EXERCISE PROMPT: Write out the stretch of lines below that begins at the line with "Target: white football sock" and ends at the line with "in red shirt.", including both, exactly as given and nothing more.

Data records

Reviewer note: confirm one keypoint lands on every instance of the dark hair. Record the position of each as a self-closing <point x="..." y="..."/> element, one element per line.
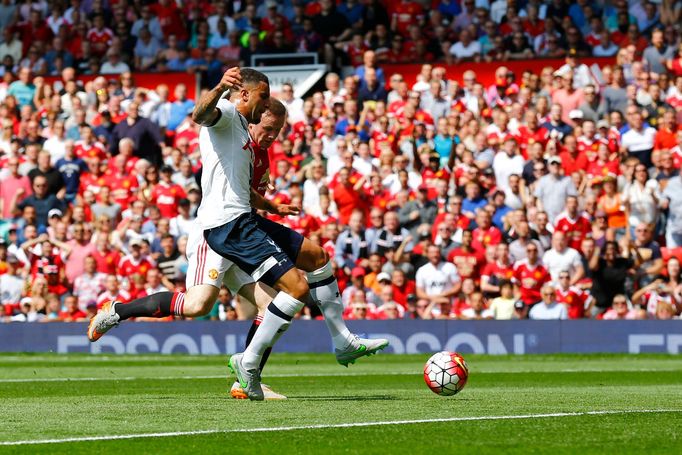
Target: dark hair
<point x="277" y="108"/>
<point x="253" y="77"/>
<point x="504" y="283"/>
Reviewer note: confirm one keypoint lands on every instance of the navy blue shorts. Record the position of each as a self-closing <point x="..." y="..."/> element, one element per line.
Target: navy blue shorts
<point x="263" y="249"/>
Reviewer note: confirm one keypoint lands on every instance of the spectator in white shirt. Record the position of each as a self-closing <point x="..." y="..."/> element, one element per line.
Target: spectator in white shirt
<point x="465" y="48"/>
<point x="548" y="308"/>
<point x="507" y="162"/>
<point x="562" y="258"/>
<point x="437" y="280"/>
<point x="638" y="141"/>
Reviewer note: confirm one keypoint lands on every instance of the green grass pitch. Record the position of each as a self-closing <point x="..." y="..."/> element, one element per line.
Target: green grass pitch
<point x="512" y="404"/>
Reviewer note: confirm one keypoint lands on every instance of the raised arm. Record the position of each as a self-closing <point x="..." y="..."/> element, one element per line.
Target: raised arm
<point x="205" y="112"/>
<point x="260" y="203"/>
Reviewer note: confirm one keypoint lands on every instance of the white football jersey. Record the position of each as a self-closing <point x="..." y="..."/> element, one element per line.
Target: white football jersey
<point x="227" y="158"/>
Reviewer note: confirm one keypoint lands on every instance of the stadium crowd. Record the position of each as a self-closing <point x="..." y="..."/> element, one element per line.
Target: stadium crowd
<point x="553" y="193"/>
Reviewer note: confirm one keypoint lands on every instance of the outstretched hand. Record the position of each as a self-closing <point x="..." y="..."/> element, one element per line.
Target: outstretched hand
<point x="231" y="80"/>
<point x="288" y="209"/>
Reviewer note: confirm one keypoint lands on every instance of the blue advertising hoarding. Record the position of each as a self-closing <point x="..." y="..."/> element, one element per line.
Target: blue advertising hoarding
<point x="411" y="337"/>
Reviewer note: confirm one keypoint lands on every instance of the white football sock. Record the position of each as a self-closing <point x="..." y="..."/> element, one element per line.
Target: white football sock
<point x="276" y="320"/>
<point x="324" y="290"/>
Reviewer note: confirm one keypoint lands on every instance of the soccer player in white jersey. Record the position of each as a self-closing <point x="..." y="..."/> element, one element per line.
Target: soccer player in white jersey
<point x="236" y="233"/>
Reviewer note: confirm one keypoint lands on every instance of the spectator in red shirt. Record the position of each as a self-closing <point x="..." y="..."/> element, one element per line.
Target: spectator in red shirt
<point x="349" y="197"/>
<point x="468" y="261"/>
<point x="71" y="311"/>
<point x="167" y="195"/>
<point x="530" y="275"/>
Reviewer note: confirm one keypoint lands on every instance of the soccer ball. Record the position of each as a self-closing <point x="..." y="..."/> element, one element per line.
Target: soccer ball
<point x="446" y="373"/>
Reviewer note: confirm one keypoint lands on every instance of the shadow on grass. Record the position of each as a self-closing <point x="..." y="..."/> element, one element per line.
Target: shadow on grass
<point x="347" y="398"/>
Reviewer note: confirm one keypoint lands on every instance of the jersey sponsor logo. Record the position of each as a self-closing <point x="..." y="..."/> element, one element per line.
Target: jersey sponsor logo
<point x="279" y="250"/>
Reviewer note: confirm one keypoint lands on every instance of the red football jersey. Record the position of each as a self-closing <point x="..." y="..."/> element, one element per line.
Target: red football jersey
<point x="406" y="14"/>
<point x="575" y="229"/>
<point x="167" y="197"/>
<point x="128" y="266"/>
<point x="482" y="238"/>
<point x="107" y="262"/>
<point x="530" y="280"/>
<point x="575" y="300"/>
<point x="123" y="189"/>
<point x="91" y="182"/>
<point x="498" y="270"/>
<point x="468" y="265"/>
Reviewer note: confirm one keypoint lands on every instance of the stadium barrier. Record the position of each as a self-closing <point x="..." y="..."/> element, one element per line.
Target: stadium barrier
<point x="148" y="80"/>
<point x="485" y="71"/>
<point x="481" y="337"/>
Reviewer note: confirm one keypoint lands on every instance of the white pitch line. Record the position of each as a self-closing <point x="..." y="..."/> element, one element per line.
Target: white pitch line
<point x="315" y="375"/>
<point x="333" y="425"/>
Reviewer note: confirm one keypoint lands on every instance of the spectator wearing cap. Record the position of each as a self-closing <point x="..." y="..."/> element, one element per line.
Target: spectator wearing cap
<point x="357" y="280"/>
<point x="40" y="200"/>
<point x="553" y="189"/>
<point x="548" y="308"/>
<point x="615" y="96"/>
<point x="418" y="214"/>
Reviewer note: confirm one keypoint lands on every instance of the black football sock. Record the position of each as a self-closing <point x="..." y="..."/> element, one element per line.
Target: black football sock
<point x="157" y="305"/>
<point x="249" y="336"/>
<point x="264" y="359"/>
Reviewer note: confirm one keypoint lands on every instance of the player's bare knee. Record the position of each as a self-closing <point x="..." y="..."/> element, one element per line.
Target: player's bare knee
<point x="298" y="290"/>
<point x="321" y="259"/>
<point x="193" y="309"/>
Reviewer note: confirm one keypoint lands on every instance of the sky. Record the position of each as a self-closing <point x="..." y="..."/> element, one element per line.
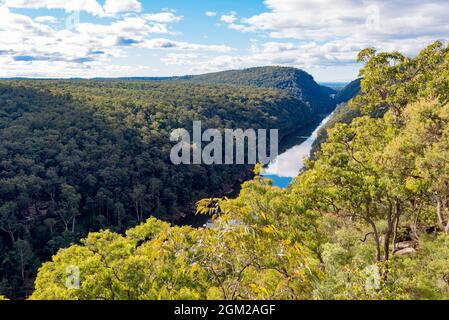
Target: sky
<point x="116" y="38"/>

SOLUTION FOR THIS EXERCISE:
Target: white football sock
<point x="276" y="320"/>
<point x="324" y="290"/>
Reviewer note: confirm one keypoint lands on every instance of the soccer player in white jersey. Record the position of each as a self-closing <point x="..." y="..."/> element, one element per line.
Target: soccer player in white jersey
<point x="236" y="233"/>
Reviewer note: confirm one keypoint lands on every instance of the spectator in red shirt. Record the position of each as a self-closing <point x="..." y="..."/> element, one element per line.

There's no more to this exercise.